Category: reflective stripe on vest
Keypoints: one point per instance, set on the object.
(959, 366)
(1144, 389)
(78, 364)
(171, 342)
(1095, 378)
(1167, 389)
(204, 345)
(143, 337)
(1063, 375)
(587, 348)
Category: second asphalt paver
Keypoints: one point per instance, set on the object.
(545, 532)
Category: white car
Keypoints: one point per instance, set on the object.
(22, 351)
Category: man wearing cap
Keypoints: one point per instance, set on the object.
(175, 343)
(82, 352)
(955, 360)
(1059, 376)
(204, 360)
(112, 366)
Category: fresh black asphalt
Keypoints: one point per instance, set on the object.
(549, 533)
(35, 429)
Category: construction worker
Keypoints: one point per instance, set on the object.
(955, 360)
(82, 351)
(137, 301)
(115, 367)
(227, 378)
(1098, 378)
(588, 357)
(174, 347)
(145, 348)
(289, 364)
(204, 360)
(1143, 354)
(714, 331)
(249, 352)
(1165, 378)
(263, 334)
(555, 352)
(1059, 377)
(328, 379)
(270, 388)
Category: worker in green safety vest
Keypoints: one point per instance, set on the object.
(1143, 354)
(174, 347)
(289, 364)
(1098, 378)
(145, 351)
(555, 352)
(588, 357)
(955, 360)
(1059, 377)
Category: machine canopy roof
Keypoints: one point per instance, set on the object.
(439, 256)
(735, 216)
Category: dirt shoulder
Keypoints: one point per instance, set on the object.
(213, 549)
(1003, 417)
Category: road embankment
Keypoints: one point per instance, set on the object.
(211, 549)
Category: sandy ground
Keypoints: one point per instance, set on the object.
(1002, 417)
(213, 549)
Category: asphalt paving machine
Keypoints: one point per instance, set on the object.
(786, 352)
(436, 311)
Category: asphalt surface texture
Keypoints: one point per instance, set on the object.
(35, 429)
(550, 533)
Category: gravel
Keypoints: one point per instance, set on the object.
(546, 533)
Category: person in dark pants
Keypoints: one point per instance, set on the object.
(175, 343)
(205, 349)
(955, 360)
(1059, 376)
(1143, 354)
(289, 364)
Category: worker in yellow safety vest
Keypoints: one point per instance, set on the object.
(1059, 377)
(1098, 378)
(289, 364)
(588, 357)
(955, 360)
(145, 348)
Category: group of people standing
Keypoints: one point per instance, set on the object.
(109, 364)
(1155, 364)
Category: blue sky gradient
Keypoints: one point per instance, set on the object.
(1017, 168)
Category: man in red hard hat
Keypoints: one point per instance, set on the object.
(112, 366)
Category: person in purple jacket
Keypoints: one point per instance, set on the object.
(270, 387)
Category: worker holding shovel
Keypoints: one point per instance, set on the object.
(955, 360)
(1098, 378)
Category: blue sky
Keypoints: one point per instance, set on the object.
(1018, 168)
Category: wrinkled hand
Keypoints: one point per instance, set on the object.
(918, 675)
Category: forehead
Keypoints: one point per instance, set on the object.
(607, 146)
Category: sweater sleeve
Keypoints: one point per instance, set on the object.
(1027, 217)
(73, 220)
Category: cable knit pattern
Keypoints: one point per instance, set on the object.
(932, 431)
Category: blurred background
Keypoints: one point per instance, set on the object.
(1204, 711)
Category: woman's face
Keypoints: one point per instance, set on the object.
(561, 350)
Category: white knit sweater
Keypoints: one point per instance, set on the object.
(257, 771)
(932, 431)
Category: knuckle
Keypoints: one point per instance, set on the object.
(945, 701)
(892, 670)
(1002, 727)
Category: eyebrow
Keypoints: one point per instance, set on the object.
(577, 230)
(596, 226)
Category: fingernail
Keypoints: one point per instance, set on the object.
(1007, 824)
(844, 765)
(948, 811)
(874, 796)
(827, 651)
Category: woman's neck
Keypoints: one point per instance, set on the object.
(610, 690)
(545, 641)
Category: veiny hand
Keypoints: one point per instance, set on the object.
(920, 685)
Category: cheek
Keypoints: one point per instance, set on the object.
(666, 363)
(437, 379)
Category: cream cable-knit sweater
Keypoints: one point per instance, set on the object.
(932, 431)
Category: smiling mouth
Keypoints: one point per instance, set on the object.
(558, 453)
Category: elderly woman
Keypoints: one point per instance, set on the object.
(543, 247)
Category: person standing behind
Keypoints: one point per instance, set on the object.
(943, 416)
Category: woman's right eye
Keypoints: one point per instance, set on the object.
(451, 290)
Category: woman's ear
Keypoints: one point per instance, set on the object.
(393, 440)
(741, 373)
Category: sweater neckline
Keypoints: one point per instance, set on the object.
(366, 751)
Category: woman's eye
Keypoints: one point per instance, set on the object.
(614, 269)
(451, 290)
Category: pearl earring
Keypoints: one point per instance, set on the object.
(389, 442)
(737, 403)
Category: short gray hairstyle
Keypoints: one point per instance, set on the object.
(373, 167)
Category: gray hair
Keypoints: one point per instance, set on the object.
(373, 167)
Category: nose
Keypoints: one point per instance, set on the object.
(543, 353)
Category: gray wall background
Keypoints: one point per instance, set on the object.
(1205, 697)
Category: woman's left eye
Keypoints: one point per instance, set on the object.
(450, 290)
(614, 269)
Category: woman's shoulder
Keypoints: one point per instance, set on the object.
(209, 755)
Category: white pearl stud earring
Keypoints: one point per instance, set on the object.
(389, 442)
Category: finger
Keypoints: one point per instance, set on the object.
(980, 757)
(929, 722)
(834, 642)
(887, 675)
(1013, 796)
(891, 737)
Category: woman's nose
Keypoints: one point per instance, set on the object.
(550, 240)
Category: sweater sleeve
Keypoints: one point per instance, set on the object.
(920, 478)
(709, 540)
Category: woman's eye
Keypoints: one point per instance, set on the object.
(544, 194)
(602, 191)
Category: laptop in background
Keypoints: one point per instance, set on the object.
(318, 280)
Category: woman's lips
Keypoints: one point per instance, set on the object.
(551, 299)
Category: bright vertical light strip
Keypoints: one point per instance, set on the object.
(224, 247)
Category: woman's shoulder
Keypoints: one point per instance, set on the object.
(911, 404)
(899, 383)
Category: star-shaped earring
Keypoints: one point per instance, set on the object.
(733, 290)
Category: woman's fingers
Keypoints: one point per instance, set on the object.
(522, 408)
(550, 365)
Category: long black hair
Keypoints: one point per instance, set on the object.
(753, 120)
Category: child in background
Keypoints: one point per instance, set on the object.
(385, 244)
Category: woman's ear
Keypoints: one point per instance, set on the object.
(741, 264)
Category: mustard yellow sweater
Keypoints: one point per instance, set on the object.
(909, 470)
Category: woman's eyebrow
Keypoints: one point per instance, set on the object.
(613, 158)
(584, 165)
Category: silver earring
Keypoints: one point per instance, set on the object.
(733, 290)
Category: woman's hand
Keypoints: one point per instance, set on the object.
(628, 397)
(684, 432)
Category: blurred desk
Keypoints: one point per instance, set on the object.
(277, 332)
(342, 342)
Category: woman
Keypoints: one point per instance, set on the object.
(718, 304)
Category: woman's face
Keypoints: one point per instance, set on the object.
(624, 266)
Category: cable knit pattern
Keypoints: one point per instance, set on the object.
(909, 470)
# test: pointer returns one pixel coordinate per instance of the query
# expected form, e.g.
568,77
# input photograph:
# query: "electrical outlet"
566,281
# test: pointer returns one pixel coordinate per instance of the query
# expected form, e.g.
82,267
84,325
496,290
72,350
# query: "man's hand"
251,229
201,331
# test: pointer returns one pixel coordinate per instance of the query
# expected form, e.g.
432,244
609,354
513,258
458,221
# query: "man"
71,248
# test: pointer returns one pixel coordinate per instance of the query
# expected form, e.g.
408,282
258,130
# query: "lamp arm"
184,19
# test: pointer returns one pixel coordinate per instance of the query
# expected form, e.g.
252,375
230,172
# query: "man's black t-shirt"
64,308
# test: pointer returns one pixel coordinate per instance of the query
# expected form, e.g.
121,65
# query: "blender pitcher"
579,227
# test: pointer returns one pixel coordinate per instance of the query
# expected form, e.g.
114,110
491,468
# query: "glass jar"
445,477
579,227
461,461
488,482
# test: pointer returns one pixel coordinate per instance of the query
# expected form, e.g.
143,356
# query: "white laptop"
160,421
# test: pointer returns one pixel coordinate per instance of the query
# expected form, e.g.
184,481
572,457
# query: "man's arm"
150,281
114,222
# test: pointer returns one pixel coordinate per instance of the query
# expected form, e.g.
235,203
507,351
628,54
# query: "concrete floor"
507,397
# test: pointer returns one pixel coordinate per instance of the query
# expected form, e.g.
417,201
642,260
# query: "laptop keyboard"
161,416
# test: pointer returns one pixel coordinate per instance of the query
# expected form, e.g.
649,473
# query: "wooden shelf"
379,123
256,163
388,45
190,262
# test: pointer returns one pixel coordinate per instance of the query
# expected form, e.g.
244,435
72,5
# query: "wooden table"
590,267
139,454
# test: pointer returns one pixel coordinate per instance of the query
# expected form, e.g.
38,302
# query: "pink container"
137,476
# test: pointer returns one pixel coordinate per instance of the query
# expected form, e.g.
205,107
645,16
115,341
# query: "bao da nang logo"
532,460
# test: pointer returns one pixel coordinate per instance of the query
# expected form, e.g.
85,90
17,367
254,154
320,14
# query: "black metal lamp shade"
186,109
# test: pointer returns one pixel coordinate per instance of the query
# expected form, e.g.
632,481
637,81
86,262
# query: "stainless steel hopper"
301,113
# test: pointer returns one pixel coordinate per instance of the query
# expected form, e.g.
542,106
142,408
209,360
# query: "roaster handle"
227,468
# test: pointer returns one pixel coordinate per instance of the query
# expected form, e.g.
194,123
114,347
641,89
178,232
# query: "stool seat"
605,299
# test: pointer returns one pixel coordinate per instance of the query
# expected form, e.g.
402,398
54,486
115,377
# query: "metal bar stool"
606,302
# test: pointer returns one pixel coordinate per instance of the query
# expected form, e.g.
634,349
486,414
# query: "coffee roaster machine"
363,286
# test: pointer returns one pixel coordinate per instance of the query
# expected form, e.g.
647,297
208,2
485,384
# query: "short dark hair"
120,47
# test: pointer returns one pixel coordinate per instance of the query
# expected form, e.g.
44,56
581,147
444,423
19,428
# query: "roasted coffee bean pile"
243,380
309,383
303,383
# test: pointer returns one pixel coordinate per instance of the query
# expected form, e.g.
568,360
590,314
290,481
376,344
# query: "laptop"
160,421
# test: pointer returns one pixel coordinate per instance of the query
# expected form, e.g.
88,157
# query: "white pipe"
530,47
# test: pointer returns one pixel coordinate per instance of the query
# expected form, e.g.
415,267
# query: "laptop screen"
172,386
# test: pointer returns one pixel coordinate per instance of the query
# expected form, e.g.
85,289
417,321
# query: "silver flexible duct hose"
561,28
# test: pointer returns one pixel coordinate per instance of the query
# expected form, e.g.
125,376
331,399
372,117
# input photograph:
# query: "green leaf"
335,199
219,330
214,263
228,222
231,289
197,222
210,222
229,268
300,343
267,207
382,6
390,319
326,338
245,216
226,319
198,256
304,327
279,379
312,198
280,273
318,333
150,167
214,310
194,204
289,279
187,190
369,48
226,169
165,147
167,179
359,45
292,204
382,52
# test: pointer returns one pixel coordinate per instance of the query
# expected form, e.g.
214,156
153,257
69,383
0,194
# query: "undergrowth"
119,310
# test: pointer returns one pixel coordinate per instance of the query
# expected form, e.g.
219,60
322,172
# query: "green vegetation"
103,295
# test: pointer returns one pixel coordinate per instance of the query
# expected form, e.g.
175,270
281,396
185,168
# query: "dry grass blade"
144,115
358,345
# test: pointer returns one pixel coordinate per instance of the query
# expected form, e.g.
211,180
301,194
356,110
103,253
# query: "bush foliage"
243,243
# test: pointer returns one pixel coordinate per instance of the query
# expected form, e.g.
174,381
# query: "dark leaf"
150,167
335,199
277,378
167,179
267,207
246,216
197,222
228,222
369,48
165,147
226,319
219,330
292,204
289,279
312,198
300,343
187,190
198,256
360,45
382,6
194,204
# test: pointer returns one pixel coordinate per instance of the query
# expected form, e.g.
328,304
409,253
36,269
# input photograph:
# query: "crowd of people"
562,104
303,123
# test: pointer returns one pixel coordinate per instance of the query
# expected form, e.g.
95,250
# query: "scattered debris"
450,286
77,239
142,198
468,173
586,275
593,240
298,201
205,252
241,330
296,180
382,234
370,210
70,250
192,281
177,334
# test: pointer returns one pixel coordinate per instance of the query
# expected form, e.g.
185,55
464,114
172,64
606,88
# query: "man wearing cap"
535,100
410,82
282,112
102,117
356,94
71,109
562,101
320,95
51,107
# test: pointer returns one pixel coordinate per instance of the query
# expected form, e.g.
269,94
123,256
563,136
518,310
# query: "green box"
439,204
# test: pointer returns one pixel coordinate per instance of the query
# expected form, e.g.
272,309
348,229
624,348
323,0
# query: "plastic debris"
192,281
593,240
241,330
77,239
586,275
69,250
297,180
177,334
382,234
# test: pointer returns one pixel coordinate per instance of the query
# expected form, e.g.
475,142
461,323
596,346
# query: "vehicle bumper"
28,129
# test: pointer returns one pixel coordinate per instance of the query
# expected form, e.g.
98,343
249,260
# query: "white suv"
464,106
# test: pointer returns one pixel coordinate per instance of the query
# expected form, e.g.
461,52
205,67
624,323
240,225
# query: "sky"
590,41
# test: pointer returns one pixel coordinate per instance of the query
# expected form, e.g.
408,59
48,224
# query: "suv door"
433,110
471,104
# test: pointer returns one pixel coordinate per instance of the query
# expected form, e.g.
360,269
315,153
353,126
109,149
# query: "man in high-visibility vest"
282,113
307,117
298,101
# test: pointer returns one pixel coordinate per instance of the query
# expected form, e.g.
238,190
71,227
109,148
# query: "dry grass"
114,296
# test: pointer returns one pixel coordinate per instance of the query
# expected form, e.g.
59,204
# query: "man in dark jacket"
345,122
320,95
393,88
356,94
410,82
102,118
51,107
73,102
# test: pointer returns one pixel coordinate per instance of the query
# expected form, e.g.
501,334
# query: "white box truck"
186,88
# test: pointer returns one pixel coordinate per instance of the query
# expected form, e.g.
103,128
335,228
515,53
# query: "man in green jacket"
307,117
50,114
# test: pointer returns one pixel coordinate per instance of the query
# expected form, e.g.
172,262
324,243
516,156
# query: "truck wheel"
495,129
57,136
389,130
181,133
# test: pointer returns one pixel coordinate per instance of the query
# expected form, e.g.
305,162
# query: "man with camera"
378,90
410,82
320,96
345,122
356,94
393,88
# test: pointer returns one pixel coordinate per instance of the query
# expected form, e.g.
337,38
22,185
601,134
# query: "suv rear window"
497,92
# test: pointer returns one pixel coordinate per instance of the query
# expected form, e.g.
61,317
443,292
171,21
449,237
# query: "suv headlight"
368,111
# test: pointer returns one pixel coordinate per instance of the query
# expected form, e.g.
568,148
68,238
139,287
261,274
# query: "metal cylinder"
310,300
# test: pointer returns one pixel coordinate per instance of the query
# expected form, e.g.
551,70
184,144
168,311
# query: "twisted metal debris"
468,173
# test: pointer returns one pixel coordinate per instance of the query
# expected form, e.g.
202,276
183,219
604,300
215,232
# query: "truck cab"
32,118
######
### Task
Which lines of the material above contain the word "asphalt"? Copy every such line.

### Solution for this task
Category: second asphalt paver
Category: fresh black asphalt
Category: asphalt paving machine
Category: asphalt surface texture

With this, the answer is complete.